Continue the advice below on staying with an alcoholic partner, picking up right after its last sentence.

____ Supplied passage

Alcoholism is truly a family disease; it does not just affect the alcoholic. Your recovery from this will only begin when he is gone from your day to day life.
What did you learn about relationships when growing up?.
What is your definition of an alcoholic?. Some do act like your man, hold down jobs and drive. They do not all sit on park benches with paper bags.
This is basically a relationship that lurches and has lurched from one crisis to another; its never been stable for very long if at all. I doubt very much he will ever get around to marrying you either.
What do you get out of this relationship now?. What is in this for you?. If you are staying purely for the children you are basically showing them that on some level this is acceptable to you (and by turn they have to accept it as well). Any child will love a parent no matter how crap they actually are.
You are acting as many people do in such relationships with the alcoholic; as provoker and enabler. You also seem to act out co-dependent patterns in this relationship as well. Co-dependency often features heavily in such dysfunctional relationships.
I think life would be a lot calmer for you and these children if he was not in it day to day.
Is this really what you want to show them about relationships, that staying with an alcoholic is really the way forward?. You cannot stop him acting like a berk and you are not doing that either; what you are showing them is that this is acceptable to you.

________
____ Information

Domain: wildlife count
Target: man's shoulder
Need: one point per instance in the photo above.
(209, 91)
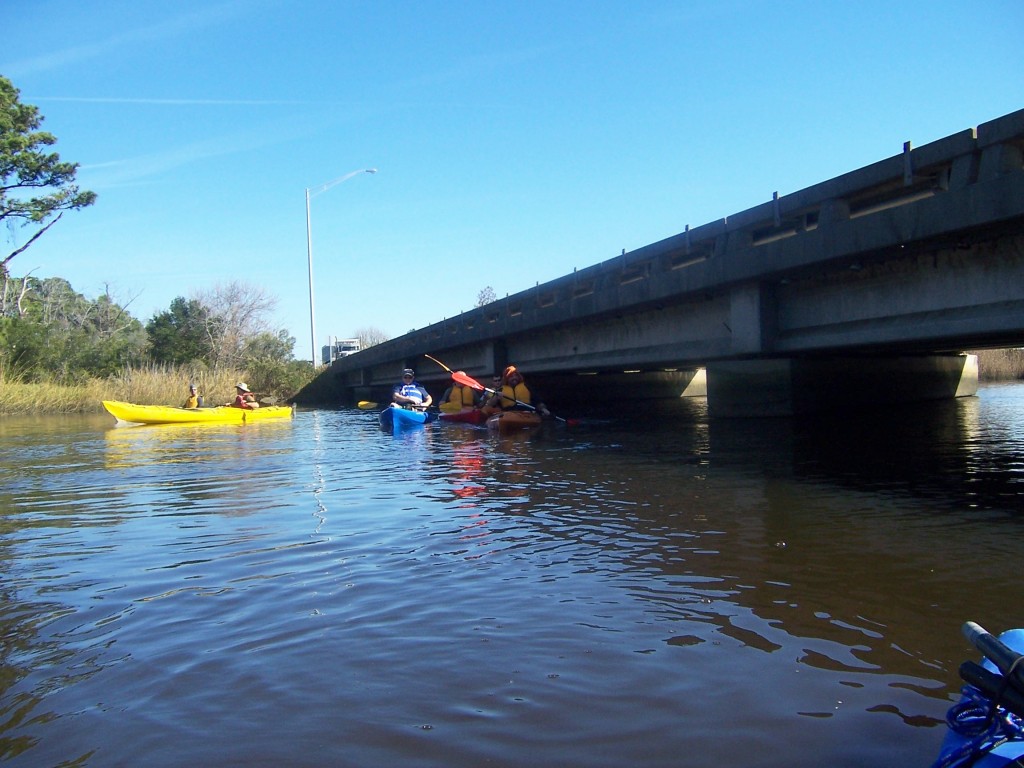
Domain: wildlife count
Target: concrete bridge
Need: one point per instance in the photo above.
(862, 289)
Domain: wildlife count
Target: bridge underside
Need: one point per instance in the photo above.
(862, 290)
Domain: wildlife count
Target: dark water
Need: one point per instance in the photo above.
(656, 590)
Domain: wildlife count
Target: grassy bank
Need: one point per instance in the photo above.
(147, 386)
(169, 386)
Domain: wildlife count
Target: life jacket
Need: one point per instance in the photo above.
(412, 390)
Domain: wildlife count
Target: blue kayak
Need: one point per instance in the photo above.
(985, 727)
(395, 417)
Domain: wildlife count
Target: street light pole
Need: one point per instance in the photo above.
(310, 193)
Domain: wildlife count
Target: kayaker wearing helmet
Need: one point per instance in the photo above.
(244, 397)
(193, 400)
(410, 393)
(513, 395)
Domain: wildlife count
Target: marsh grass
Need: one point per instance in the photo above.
(168, 385)
(153, 385)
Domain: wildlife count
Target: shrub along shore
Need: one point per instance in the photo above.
(168, 385)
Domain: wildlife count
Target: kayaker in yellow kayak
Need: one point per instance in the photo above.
(244, 397)
(193, 400)
(513, 388)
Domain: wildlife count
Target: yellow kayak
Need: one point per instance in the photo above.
(129, 412)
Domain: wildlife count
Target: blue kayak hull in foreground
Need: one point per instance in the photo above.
(979, 734)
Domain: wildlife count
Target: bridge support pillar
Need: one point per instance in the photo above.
(794, 386)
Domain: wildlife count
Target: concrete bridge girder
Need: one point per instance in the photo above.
(920, 254)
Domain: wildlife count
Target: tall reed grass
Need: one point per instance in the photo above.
(153, 385)
(168, 385)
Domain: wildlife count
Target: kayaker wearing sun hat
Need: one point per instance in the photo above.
(410, 393)
(244, 397)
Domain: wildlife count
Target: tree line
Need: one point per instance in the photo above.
(49, 332)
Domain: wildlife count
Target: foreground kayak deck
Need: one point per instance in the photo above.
(395, 417)
(129, 412)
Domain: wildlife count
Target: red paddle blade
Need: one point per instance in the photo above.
(467, 381)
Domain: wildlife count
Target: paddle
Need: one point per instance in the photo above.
(461, 377)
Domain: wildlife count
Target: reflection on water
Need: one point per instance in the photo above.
(641, 588)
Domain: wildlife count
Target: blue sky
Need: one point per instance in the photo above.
(513, 141)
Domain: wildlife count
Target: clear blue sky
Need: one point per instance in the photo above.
(514, 141)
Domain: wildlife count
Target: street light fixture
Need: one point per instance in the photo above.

________

▶ Answer for this exercise:
He is likely self medicating any depression with drink but you forget here that alcohol is also a depressant. He is holding down a job, well for now anyway. He may well go onto lose that and everything and everyone around him and still continue to drink afterwards.
His father drank heavily and it is of no surprise whatsoever that his son, this man, is the same. Alcoholism can also be learnt.
He loves alcohol more than his children; they are certainly not at the top of his priority list. His next thoughts are centered around where the next drink is going to come from.
You and your children deserve a better life; they will also not thank you for staying with their dad should you choose to. They will despise you instead, perhaps even more than their own alcoholic father because they will be left with a raft of emotional problems pertaining to being a child of an alcoholic as a result.